▶ Tasks to carry out:
[A] Print the passage of the Wadi Rum camp account from "After leaving Petra, we" to "and on foot." word for word.
[B] Answer these questions using the Wadi Rum camp account:
(i) At which camp did the writer spend the night in the desert?
(ii) What meat was served as the main course at dinner?
(iii) At what game did the camp staff seriously beat the guests?

▶ Supplied text:
——————
After leaving Petra, we spent a night in the desert at Wadi Rum, at the Wadi Rum Deiseh Camp. Camping is the only current option for those wanting to spend the night in the desert (though I think some hotels may be planned, which is not necessarily a good thing), and I highly recommend it. The Wadi Rum area is indescribably beautiful: we spent an unforgettable afternoon touring by jeep and on foot.
Back at camp, Jessica and I shared a private tent, with shower and bath facilities similar to that which one might find at a state park campground in the US. It was still quite cold, and with nighttime temperatures at close to freezing the camp was nearly empty: only guests besides us were a couple from Port Townsend, Australia. Dinner was served family style in a large carpeted Bedouin tent, heated by a kerosene stove, and was preceded by tea, dancing and live music around the stove(on warmer days they might build a campfire, but once the sun went down it really was too cold to sit outdoors, even with a fire.) The main course was lamb (a whole lamb might have been used had the camp been full, but with just a few of us it was large pieces of leg and shoulder), wrapped in cloth and foil and roasted over hot coals placed in a pit in the ground, then covered with sand. The Bedouin staff and Ahmed thought this concept of food cooked in the ground would be a unique one for us and the Aussies, and kept asking us if we had ever seen anything at all like it, which we found amusing (we finally had to explain that yes, we had: it was very reminiscent of a luau, with lamb instead of a pig) It was also delicious. Accompanying the perfectly cooked lamb were various hot sauces, flat bread heated on the stove, rice, more salads, tangerines, and sweets (honey cake and baklava). Yumm! After waay to much to eat, we enjoyed more tea and Turkish coffee, and spent a few very pleasant hours teaching the camp staff how to play poker (for chips only, since Muslims dont gamble) and in return getting seriously beat at a form of backgammon.
——————
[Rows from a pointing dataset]
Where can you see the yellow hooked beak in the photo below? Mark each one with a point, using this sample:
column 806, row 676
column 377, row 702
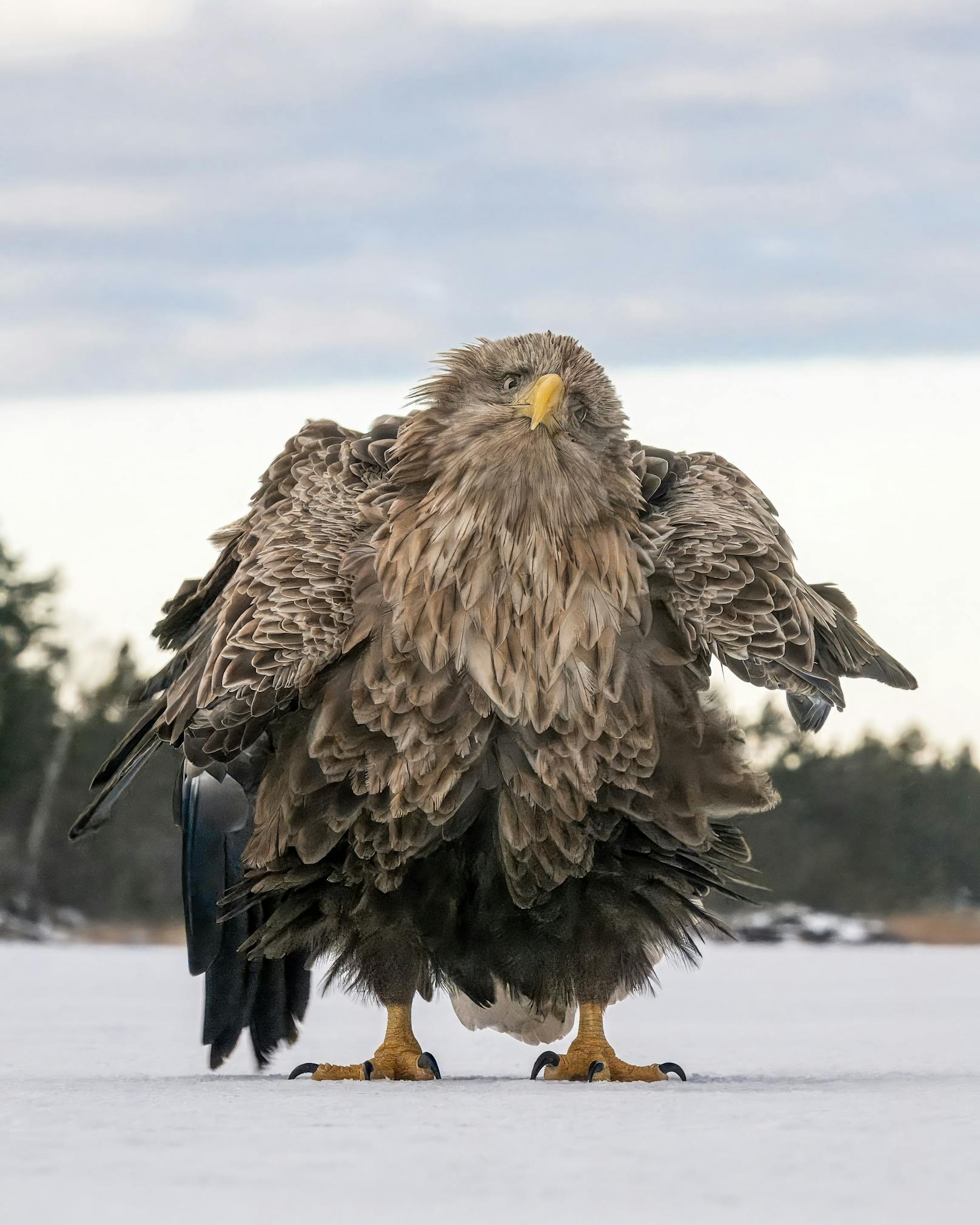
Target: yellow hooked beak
column 543, row 400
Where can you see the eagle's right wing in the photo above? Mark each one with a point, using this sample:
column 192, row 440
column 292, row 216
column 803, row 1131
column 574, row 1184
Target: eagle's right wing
column 271, row 614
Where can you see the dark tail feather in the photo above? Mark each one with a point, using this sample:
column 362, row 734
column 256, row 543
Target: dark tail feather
column 809, row 713
column 267, row 998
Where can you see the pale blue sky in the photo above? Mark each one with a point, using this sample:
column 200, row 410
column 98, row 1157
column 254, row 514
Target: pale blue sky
column 217, row 218
column 224, row 194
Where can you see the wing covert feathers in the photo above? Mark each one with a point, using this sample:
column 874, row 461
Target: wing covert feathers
column 720, row 562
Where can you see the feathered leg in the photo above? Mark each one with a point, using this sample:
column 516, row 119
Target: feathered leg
column 400, row 1058
column 591, row 1058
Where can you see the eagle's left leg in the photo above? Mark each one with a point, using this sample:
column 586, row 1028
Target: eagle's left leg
column 400, row 1058
column 591, row 1058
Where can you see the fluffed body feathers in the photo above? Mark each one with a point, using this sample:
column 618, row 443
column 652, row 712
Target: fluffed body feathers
column 454, row 673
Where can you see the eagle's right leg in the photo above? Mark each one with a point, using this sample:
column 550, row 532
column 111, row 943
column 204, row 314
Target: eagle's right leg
column 400, row 1058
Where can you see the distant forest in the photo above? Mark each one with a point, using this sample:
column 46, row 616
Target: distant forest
column 880, row 828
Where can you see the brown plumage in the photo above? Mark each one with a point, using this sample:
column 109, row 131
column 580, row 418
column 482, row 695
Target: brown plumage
column 458, row 665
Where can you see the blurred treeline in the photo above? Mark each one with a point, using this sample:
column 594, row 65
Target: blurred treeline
column 878, row 828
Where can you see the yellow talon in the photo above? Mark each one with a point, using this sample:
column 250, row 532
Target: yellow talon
column 591, row 1058
column 400, row 1058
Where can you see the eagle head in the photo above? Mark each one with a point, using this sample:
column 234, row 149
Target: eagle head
column 506, row 542
column 523, row 431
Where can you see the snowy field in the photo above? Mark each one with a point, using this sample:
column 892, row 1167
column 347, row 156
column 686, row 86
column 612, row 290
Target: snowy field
column 826, row 1084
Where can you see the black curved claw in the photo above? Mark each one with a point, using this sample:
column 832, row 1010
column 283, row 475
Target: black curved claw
column 301, row 1070
column 545, row 1060
column 428, row 1064
column 673, row 1067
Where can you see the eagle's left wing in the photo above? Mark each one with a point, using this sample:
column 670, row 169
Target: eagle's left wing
column 723, row 566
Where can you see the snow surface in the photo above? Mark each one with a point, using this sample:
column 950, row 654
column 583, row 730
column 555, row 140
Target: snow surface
column 827, row 1084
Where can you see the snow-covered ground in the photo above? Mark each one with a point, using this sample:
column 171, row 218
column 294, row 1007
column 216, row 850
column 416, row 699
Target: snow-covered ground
column 827, row 1084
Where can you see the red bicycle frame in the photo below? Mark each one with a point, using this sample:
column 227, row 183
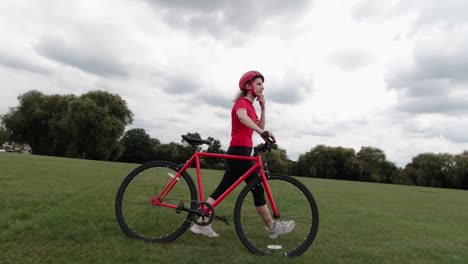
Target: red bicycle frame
column 160, row 198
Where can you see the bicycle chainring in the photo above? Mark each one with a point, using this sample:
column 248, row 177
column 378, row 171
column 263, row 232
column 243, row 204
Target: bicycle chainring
column 202, row 218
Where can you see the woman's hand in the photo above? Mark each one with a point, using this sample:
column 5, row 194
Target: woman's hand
column 268, row 136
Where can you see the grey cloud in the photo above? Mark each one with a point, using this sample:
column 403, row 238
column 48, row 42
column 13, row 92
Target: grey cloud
column 434, row 104
column 216, row 100
column 429, row 13
column 437, row 80
column 352, row 59
column 21, row 64
column 223, row 16
column 180, row 85
column 455, row 130
column 292, row 90
column 84, row 59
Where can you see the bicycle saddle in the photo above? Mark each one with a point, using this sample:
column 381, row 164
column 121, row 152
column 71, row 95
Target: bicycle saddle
column 195, row 141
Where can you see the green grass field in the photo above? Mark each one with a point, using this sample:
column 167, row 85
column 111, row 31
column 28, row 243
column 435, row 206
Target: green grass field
column 57, row 210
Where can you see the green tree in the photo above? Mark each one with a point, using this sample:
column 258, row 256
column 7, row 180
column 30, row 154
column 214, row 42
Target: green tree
column 88, row 126
column 372, row 162
column 137, row 146
column 4, row 136
column 98, row 120
column 28, row 123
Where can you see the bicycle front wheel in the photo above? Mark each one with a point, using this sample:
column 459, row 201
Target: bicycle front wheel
column 294, row 202
column 139, row 218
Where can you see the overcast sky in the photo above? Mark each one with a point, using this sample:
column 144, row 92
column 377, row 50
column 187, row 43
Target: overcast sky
column 389, row 74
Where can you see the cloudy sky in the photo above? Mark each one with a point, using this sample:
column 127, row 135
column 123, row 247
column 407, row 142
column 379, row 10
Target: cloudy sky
column 389, row 74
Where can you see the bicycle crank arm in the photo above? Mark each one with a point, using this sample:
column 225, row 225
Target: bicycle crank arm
column 222, row 219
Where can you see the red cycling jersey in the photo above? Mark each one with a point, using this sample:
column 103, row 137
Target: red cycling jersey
column 241, row 135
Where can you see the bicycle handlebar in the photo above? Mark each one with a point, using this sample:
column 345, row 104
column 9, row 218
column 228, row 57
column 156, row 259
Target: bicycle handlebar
column 263, row 147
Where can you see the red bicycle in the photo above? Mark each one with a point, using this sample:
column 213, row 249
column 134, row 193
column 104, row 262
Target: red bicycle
column 158, row 201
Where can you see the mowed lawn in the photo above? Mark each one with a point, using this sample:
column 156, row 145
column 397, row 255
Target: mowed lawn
column 57, row 210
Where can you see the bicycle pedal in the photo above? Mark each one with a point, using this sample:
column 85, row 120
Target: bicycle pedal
column 223, row 219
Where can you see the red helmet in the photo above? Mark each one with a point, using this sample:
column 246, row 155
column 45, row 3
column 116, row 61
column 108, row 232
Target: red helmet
column 249, row 76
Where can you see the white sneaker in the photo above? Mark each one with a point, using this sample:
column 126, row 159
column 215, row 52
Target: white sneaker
column 280, row 228
column 203, row 230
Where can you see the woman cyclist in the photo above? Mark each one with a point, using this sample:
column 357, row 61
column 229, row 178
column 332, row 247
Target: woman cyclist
column 244, row 121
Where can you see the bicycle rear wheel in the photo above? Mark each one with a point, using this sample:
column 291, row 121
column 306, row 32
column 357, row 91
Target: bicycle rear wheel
column 294, row 202
column 139, row 218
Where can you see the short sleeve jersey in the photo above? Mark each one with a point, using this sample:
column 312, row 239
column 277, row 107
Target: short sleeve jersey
column 241, row 135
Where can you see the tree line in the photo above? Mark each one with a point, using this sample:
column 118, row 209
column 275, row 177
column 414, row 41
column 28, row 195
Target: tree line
column 92, row 126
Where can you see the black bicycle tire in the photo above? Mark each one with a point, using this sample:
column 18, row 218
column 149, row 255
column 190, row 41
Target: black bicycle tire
column 310, row 199
column 120, row 195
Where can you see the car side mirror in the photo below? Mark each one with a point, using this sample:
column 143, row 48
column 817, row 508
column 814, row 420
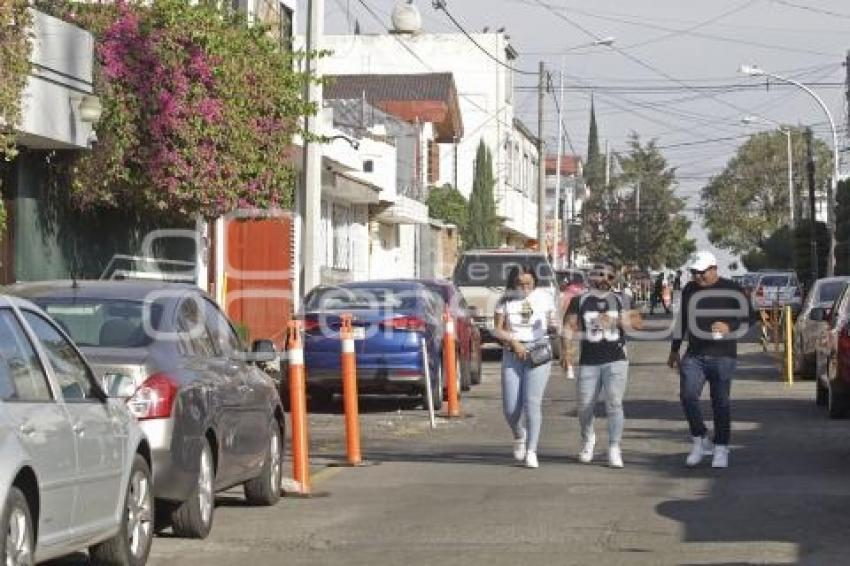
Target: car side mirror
column 263, row 351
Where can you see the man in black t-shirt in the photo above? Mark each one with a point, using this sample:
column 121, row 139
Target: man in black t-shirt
column 714, row 313
column 599, row 319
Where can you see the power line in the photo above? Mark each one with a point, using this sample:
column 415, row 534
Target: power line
column 558, row 10
column 811, row 9
column 441, row 5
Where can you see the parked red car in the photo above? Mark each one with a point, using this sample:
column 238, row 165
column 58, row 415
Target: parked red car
column 468, row 336
column 833, row 358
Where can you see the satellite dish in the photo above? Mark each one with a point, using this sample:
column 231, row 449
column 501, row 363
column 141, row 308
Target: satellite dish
column 406, row 18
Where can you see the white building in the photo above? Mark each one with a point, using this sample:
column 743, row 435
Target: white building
column 485, row 92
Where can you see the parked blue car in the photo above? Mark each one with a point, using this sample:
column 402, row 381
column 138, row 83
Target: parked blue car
column 390, row 320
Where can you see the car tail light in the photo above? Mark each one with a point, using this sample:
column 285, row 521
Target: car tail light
column 154, row 398
column 413, row 323
column 311, row 324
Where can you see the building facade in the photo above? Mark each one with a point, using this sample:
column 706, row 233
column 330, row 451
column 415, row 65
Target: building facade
column 485, row 93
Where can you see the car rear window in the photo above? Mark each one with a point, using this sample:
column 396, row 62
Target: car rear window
column 341, row 299
column 774, row 281
column 493, row 270
column 828, row 292
column 109, row 323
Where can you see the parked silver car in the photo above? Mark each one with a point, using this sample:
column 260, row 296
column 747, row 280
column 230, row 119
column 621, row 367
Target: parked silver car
column 76, row 465
column 811, row 322
column 214, row 419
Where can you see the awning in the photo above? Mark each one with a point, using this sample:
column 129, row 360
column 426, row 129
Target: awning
column 404, row 211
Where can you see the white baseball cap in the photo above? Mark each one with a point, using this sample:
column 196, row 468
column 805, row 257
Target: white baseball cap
column 700, row 261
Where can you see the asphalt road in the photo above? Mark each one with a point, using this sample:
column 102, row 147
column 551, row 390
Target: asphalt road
column 454, row 496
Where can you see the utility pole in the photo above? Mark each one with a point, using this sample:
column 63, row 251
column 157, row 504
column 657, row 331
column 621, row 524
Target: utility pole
column 556, row 229
column 310, row 192
column 810, row 170
column 541, row 164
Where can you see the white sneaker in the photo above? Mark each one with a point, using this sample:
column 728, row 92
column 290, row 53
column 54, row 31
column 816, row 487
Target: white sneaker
column 721, row 457
column 701, row 448
column 585, row 456
column 615, row 457
column 519, row 449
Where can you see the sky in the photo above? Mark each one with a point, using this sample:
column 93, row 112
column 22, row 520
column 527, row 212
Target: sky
column 671, row 75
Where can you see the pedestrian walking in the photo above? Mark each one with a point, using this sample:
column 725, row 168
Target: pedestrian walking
column 522, row 320
column 599, row 319
column 657, row 297
column 714, row 313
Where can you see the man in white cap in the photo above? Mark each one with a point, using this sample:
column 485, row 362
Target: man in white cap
column 714, row 313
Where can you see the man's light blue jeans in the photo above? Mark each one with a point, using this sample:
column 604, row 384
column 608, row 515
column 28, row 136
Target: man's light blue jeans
column 522, row 393
column 593, row 380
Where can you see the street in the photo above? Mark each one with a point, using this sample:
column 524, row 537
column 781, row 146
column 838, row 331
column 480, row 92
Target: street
column 454, row 495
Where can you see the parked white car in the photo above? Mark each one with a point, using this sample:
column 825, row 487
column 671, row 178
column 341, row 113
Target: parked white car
column 76, row 466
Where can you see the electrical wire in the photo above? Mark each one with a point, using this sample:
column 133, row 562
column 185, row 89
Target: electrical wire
column 811, row 9
column 441, row 5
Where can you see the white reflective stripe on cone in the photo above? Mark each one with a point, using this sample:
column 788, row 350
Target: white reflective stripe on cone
column 296, row 357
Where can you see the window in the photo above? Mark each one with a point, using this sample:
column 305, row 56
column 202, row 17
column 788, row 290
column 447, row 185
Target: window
column 433, row 161
column 21, row 376
column 193, row 333
column 341, row 237
column 222, row 332
column 72, row 373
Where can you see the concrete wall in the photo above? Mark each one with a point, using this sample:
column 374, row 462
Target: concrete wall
column 61, row 75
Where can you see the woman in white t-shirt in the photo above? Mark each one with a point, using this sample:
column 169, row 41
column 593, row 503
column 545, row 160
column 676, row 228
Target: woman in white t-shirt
column 523, row 317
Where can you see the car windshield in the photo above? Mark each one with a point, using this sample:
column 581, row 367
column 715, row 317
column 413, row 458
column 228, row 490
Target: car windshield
column 775, row 281
column 570, row 277
column 363, row 298
column 492, row 270
column 829, row 291
column 108, row 323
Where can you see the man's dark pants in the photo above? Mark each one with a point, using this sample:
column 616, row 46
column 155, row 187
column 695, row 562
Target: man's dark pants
column 694, row 371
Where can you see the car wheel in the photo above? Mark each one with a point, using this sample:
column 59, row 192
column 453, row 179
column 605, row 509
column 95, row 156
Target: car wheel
column 821, row 393
column 132, row 544
column 193, row 518
column 265, row 489
column 836, row 403
column 17, row 536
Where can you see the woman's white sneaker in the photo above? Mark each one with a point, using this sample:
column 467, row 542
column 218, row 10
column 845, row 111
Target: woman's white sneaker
column 585, row 455
column 519, row 449
column 700, row 448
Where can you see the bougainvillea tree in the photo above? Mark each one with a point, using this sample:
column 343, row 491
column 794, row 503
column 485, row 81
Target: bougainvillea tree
column 199, row 110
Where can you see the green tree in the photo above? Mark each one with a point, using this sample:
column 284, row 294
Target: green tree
column 594, row 169
column 483, row 225
column 448, row 204
column 748, row 201
column 650, row 232
column 842, row 228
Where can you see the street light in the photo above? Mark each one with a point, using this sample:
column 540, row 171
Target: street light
column 787, row 131
column 606, row 41
column 755, row 71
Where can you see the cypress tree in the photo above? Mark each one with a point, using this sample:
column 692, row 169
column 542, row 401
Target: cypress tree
column 483, row 227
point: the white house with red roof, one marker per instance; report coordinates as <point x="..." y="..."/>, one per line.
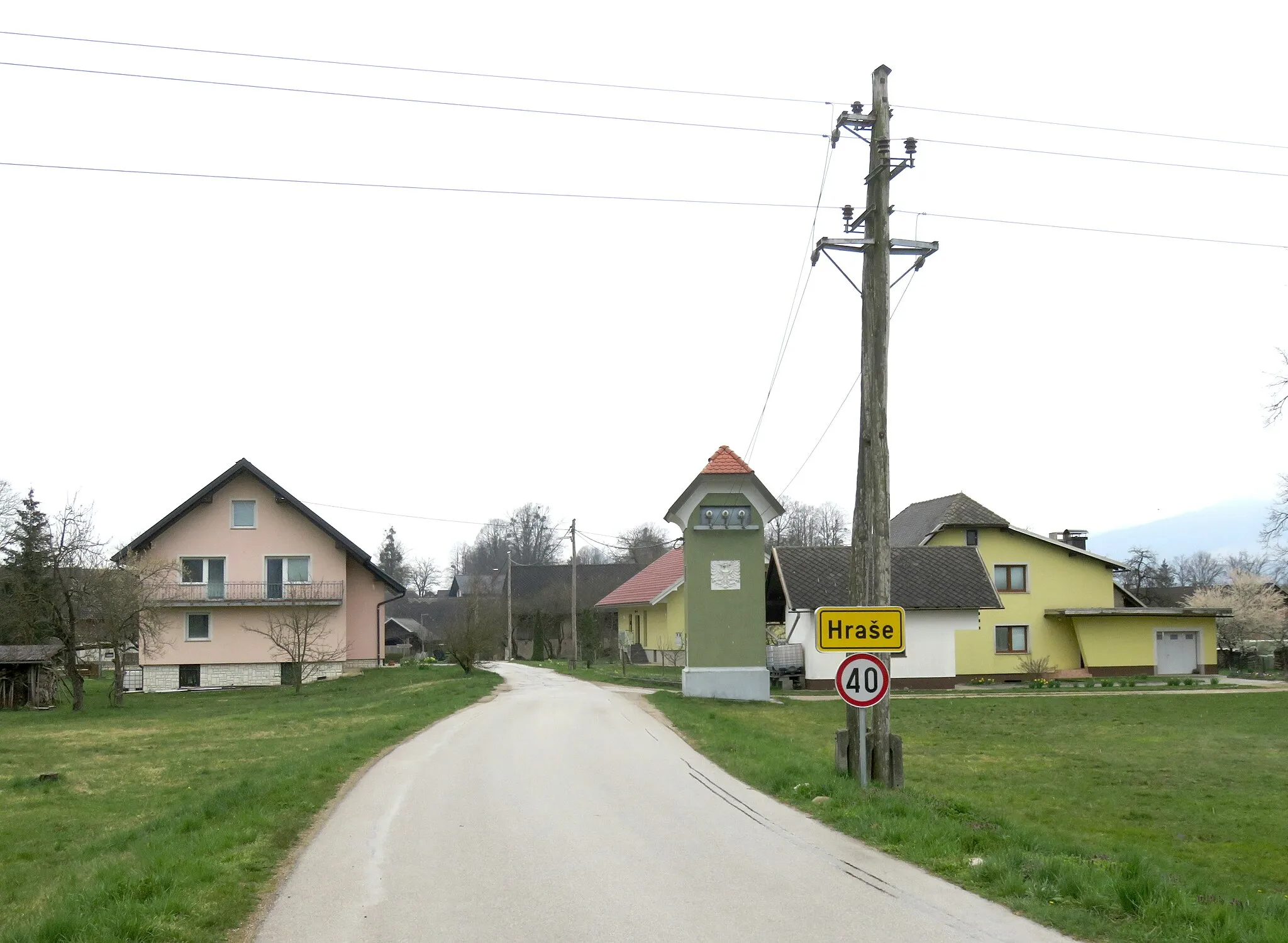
<point x="651" y="610"/>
——————
▶ In response:
[A]
After leaving Petra, we spent a night in the desert at Wadi Rum, at the Wadi Rum Deiseh Camp. Camping is the only current option for those wanting to spend the night in the desert (though I think some hotels may be planned, which is not necessarily a good thing), and I highly recommend it. The Wadi Rum area is indescribably beautiful: we spent an unforgettable afternoon touring by jeep and on foot.

[B]
(i) The Wadi Rum Deiseh Camp
(ii) Lamb
(iii) A form of backgammon